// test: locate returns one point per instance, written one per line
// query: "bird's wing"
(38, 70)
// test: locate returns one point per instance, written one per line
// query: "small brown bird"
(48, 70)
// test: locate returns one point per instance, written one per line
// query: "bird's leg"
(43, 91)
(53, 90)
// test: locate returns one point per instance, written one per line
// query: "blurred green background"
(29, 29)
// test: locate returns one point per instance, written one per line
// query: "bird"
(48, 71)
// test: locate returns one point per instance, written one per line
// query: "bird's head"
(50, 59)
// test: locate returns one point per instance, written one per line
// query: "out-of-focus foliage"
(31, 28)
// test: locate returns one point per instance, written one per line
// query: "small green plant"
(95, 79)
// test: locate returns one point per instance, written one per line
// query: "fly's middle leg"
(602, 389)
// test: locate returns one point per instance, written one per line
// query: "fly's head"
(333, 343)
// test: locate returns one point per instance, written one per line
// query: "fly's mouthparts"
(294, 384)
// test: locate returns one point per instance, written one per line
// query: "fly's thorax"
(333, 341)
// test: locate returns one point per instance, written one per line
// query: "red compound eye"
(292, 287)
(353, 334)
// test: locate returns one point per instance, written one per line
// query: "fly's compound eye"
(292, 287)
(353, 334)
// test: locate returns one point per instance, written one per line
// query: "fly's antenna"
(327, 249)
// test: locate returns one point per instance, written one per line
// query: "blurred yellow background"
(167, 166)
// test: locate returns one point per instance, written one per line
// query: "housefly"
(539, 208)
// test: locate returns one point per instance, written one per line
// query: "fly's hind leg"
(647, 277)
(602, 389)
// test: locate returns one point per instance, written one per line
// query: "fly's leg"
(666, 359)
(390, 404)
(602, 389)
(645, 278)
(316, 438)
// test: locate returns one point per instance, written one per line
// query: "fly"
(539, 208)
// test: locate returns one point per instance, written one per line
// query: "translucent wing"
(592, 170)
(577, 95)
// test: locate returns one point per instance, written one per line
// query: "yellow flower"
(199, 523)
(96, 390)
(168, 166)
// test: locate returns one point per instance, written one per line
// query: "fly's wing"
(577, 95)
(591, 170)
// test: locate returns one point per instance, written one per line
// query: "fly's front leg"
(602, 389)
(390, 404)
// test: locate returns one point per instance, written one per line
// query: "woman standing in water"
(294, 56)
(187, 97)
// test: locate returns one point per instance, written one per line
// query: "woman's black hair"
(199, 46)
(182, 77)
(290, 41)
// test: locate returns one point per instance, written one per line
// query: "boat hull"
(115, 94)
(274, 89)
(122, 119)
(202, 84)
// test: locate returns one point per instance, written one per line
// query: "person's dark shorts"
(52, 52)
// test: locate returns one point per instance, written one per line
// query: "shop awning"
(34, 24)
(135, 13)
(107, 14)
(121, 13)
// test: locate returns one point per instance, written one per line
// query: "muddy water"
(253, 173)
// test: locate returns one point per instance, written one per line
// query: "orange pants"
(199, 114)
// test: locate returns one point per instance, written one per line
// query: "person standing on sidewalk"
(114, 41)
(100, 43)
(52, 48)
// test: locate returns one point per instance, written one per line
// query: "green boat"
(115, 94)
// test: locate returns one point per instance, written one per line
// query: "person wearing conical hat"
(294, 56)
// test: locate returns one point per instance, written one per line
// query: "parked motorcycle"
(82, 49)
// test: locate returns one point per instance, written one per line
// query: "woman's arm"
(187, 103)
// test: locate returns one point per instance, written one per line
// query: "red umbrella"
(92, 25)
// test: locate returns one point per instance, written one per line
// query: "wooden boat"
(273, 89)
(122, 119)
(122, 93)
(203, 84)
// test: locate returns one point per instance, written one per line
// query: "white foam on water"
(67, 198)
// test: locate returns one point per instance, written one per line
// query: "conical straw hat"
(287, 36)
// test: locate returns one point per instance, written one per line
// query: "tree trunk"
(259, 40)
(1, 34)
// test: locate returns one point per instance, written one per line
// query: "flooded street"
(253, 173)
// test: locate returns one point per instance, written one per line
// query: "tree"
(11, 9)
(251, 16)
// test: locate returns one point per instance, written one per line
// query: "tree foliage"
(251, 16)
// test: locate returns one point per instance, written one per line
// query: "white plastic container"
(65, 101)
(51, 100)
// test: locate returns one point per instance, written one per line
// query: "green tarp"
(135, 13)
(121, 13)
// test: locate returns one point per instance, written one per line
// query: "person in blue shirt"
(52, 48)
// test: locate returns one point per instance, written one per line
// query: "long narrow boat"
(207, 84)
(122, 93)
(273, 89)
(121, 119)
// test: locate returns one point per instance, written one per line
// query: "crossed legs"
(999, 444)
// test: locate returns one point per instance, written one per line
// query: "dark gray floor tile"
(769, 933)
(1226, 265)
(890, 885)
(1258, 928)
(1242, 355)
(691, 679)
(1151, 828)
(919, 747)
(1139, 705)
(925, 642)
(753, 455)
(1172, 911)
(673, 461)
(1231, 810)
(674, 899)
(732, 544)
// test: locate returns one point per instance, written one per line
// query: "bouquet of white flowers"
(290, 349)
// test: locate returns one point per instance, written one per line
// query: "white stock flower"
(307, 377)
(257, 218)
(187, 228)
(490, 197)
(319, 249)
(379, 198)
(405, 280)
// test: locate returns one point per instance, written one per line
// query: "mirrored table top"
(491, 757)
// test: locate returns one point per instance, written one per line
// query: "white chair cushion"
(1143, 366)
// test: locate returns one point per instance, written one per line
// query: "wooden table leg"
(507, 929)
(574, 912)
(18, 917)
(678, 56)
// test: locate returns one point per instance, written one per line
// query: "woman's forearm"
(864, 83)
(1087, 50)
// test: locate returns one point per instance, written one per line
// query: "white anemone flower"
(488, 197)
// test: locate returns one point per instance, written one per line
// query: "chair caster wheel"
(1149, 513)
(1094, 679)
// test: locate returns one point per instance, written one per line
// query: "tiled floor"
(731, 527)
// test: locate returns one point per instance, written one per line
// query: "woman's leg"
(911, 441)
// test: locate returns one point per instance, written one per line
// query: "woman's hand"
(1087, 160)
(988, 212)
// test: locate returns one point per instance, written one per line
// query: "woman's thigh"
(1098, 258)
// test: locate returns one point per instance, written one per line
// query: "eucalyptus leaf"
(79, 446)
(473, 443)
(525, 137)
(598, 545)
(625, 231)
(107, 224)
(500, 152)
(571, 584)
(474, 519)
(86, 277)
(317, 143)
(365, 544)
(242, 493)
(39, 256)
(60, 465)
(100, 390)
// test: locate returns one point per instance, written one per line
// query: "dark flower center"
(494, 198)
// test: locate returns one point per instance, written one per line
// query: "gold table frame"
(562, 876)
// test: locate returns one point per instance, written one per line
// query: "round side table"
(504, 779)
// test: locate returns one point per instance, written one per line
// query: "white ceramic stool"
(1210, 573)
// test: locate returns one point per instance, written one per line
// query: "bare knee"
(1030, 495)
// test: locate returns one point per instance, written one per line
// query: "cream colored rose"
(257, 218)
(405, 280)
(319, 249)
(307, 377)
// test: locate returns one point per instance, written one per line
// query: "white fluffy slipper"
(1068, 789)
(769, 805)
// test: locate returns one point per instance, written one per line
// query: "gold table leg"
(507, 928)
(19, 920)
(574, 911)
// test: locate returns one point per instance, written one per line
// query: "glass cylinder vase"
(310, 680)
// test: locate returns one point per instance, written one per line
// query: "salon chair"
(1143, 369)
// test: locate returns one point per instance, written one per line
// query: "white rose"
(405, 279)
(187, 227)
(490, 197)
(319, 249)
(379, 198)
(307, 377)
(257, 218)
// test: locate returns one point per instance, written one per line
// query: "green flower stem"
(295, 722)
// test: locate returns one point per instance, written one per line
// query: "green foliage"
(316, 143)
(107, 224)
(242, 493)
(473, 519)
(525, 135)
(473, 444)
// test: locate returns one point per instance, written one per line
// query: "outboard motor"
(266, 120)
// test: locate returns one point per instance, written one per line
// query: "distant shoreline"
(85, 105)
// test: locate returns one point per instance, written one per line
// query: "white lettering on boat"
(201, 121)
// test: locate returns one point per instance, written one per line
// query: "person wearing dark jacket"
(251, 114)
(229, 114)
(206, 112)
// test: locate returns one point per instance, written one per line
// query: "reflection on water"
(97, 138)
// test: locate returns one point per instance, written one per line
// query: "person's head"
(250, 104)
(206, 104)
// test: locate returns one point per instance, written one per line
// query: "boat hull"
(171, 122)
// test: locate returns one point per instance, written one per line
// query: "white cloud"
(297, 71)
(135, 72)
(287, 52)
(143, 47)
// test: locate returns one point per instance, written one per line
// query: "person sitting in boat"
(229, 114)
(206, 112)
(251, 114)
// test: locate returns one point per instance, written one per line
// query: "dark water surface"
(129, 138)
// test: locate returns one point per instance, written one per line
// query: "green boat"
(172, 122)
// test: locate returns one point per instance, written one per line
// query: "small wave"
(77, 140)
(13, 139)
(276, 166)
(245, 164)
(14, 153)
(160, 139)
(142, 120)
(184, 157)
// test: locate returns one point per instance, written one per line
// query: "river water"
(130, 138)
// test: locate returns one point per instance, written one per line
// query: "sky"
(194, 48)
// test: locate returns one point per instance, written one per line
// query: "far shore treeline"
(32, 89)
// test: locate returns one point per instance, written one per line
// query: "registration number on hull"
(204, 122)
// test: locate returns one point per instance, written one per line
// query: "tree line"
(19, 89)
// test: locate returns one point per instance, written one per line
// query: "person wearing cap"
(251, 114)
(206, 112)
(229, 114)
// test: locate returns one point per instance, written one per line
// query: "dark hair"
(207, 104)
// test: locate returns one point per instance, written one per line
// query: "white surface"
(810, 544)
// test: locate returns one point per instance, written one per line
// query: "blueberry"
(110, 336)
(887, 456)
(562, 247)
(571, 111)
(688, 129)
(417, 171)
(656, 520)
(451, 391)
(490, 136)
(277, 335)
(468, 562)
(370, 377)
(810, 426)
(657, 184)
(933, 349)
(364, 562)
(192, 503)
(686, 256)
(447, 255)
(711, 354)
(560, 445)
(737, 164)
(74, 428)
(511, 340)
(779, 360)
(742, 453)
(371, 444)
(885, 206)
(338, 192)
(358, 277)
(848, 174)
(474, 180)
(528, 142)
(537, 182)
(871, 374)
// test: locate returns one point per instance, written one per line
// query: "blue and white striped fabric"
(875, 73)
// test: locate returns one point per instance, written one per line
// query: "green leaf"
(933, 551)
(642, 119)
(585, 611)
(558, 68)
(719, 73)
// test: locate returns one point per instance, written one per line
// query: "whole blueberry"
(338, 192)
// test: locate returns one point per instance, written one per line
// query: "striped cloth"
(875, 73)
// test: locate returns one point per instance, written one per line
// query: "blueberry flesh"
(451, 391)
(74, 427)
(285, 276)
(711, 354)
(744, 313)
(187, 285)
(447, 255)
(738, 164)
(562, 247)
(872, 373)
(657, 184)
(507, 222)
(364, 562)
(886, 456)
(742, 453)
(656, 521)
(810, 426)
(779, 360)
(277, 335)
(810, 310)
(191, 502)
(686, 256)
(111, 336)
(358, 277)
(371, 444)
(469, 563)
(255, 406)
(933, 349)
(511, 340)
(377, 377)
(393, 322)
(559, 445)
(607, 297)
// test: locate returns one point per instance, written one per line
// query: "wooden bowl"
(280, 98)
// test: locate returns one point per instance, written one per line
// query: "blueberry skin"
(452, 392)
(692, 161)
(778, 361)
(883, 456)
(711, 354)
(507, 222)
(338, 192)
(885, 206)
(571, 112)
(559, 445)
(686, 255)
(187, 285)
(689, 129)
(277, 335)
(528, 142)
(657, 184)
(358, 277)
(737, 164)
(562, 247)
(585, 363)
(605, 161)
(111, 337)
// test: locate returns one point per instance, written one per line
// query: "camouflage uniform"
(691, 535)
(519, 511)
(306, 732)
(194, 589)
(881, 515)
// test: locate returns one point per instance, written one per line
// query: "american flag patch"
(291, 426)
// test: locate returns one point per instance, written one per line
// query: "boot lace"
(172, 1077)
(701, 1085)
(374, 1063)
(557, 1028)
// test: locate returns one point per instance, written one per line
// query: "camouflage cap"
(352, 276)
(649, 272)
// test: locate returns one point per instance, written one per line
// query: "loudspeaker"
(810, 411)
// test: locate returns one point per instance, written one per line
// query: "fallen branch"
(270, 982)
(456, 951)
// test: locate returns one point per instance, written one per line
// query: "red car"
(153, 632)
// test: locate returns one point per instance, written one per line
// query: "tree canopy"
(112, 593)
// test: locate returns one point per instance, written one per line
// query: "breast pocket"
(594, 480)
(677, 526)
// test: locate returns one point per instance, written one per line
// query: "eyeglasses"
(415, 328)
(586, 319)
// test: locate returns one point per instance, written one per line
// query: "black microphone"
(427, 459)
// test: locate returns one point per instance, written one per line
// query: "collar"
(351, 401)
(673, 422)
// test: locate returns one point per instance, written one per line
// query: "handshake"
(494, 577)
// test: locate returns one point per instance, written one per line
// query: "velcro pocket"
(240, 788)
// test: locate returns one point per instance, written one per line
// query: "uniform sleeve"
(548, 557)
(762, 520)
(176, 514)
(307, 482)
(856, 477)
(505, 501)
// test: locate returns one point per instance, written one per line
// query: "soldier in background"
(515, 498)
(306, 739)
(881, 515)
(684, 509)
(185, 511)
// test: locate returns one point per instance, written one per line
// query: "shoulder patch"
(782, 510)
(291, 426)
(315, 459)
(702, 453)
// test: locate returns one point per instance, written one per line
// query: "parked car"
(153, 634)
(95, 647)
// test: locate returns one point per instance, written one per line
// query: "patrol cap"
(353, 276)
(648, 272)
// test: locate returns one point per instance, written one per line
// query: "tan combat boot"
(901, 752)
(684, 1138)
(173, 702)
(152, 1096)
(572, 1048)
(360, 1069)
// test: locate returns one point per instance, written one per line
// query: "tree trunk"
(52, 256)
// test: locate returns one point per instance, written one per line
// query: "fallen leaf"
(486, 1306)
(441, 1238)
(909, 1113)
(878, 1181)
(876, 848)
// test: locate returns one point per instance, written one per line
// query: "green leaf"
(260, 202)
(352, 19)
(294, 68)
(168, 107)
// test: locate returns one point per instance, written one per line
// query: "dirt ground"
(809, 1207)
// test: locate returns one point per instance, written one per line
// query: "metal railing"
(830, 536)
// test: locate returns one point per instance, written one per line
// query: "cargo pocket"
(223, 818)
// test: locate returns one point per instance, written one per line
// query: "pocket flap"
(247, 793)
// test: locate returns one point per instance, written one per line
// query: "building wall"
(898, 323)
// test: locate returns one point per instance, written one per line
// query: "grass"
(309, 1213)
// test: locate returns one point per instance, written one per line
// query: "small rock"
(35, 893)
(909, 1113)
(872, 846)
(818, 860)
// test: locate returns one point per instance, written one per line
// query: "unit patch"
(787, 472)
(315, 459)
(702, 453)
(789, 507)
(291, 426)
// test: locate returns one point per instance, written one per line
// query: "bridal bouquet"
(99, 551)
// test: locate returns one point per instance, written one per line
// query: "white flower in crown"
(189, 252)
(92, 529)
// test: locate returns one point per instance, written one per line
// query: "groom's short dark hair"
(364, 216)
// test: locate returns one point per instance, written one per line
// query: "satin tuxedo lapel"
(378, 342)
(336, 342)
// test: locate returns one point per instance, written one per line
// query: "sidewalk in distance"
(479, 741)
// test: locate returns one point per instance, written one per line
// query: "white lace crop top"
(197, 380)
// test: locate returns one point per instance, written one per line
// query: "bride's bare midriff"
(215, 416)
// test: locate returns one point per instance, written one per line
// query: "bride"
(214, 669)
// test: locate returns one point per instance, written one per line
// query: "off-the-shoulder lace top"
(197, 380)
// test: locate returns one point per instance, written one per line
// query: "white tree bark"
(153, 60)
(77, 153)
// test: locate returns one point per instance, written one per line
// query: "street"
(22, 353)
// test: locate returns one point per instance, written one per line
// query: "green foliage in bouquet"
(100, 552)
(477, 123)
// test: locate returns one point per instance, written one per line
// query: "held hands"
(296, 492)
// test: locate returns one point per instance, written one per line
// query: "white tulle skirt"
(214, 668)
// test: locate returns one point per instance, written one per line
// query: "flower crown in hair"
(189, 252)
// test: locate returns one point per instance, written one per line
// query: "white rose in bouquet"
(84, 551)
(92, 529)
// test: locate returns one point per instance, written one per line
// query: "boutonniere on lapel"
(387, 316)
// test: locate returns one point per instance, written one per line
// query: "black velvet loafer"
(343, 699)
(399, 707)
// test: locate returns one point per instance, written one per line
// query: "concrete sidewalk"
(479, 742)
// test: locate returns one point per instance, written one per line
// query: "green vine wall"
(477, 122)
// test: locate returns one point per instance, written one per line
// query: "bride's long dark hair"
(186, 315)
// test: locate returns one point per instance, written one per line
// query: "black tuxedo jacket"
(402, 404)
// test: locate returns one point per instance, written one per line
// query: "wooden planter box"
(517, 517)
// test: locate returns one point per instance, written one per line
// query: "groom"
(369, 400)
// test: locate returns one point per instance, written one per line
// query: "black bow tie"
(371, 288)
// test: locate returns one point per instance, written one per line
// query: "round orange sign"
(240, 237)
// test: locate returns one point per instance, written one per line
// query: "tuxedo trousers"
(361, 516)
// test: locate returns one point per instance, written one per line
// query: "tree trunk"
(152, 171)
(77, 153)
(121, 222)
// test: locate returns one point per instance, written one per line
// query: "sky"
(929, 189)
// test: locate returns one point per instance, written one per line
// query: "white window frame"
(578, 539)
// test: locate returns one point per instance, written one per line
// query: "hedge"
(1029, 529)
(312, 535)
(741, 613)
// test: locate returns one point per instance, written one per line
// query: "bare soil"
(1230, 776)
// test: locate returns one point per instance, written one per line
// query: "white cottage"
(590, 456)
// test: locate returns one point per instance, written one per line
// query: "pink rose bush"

◆ **WHAT THE EXERCISE ASKS**: Could you gather every line of the records above that contains the word "orange" and copy each one out?

◆ **COMPLETED TASK**:
// query: "orange pants"
// query: "round orange sign"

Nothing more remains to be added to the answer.